» Provided records
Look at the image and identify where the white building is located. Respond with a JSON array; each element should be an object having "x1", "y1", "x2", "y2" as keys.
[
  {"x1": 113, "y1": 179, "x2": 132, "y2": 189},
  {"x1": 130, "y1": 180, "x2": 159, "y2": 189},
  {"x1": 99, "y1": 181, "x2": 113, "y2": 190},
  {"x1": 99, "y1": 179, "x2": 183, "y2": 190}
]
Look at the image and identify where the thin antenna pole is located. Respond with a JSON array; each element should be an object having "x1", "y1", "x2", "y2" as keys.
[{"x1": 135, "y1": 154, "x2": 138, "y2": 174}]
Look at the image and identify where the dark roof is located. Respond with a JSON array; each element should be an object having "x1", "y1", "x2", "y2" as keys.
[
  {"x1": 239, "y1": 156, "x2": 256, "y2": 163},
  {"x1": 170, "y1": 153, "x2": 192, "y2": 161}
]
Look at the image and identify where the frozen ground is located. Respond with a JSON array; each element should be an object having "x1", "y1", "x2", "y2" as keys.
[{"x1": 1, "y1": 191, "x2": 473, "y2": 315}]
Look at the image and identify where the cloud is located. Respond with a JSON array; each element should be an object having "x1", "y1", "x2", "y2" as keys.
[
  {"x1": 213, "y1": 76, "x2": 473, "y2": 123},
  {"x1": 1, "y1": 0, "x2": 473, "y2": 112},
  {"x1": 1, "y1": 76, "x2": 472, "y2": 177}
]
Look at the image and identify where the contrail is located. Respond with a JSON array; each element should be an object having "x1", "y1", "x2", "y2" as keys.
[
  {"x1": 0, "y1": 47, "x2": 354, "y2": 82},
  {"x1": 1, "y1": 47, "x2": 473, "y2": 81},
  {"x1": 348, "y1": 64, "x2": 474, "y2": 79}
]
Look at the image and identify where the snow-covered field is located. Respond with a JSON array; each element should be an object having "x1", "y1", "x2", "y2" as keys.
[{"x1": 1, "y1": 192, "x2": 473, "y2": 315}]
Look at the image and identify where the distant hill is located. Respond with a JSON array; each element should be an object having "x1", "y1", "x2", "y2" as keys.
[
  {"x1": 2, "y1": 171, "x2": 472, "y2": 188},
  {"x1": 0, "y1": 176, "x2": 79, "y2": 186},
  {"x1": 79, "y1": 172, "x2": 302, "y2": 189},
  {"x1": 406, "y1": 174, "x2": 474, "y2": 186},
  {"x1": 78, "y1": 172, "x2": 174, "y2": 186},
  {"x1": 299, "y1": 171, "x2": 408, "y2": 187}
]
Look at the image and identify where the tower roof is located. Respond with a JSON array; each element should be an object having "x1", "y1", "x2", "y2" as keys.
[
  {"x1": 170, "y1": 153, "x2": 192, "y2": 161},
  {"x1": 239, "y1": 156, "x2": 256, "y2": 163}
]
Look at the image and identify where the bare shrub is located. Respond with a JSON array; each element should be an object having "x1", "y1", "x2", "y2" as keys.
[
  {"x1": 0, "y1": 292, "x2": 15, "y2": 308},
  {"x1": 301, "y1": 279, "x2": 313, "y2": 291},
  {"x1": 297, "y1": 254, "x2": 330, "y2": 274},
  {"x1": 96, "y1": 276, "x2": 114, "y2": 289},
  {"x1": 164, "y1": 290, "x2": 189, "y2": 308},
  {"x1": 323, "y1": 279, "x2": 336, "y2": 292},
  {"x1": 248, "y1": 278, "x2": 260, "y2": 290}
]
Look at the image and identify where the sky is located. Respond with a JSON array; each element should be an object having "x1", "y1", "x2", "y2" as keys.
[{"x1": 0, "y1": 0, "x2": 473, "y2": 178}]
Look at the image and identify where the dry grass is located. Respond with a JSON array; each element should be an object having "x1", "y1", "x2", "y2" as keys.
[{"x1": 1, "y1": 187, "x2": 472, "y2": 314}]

» Activity
I need each of the entries above printed again exactly.

» Solution to the problem
Look at the image and identify where the white building is located. Respond with a JSON array; each element should be an object having "x1", "y1", "x2", "y2" as keys.
[
  {"x1": 113, "y1": 179, "x2": 132, "y2": 189},
  {"x1": 130, "y1": 180, "x2": 159, "y2": 189},
  {"x1": 99, "y1": 181, "x2": 113, "y2": 190},
  {"x1": 99, "y1": 179, "x2": 183, "y2": 190}
]
Look at the image and identify where the thin antenna pole is located. Respond with a JSON array; each element should be an object having "x1", "y1", "x2", "y2" as keys.
[{"x1": 135, "y1": 154, "x2": 138, "y2": 174}]
Look at the image and identify where the dark roof is located. Respond with a JSON array; each element should be an object having "x1", "y1", "x2", "y2" as keys.
[
  {"x1": 239, "y1": 156, "x2": 256, "y2": 163},
  {"x1": 170, "y1": 153, "x2": 192, "y2": 161}
]
Look at the image and identify where the frozen ground is located. Respond with a JSON array; each element should be an object having "x1", "y1", "x2", "y2" as keys.
[{"x1": 1, "y1": 191, "x2": 473, "y2": 315}]
Look at the image and identify where the cloud is located. Respond with a JSON array; each element should be an object having "x1", "y1", "x2", "y2" as keys.
[
  {"x1": 213, "y1": 76, "x2": 473, "y2": 123},
  {"x1": 1, "y1": 0, "x2": 473, "y2": 112},
  {"x1": 1, "y1": 76, "x2": 472, "y2": 177}
]
Look at the image and identify where the contrail is located. Respond with a JSON array; each element should be an object having "x1", "y1", "x2", "y2" as keys.
[
  {"x1": 0, "y1": 47, "x2": 354, "y2": 82},
  {"x1": 1, "y1": 47, "x2": 473, "y2": 81},
  {"x1": 348, "y1": 64, "x2": 474, "y2": 79}
]
Look at the image and identify where the snow-covered field is located. Respond with a JSON array; each element should be an object having "x1", "y1", "x2", "y2" as keys.
[{"x1": 1, "y1": 192, "x2": 473, "y2": 315}]
Look at the image and identify where the distant hill is located. Respond with a JSON array; each element should be an object having "x1", "y1", "x2", "y2" as keys.
[
  {"x1": 2, "y1": 171, "x2": 472, "y2": 188},
  {"x1": 0, "y1": 176, "x2": 79, "y2": 186},
  {"x1": 79, "y1": 172, "x2": 302, "y2": 189},
  {"x1": 406, "y1": 174, "x2": 474, "y2": 186},
  {"x1": 78, "y1": 172, "x2": 174, "y2": 186},
  {"x1": 299, "y1": 171, "x2": 408, "y2": 187}
]
Look at the image and identify where the tower roof is located. Respond with a JSON array; each element should be an object having "x1", "y1", "x2", "y2" as keys.
[
  {"x1": 170, "y1": 153, "x2": 192, "y2": 161},
  {"x1": 239, "y1": 156, "x2": 256, "y2": 163}
]
Look at the image and identify where the bare shrub is located. Respond with a JSON array; each element should be an object having "x1", "y1", "x2", "y2" as keys.
[
  {"x1": 0, "y1": 292, "x2": 15, "y2": 308},
  {"x1": 301, "y1": 279, "x2": 313, "y2": 291},
  {"x1": 297, "y1": 254, "x2": 330, "y2": 274},
  {"x1": 96, "y1": 276, "x2": 114, "y2": 289},
  {"x1": 164, "y1": 290, "x2": 189, "y2": 308},
  {"x1": 323, "y1": 279, "x2": 336, "y2": 292},
  {"x1": 248, "y1": 278, "x2": 260, "y2": 290}
]
Look at the image and identify where the sky is located. Respond with a JSON array; each element should be an object having "x1", "y1", "x2", "y2" as keys.
[{"x1": 0, "y1": 0, "x2": 473, "y2": 178}]
Look at the image and identify where the dry grass is located. Respond with a JSON array; each element should be an object having "x1", "y1", "x2", "y2" as keys.
[{"x1": 1, "y1": 187, "x2": 472, "y2": 314}]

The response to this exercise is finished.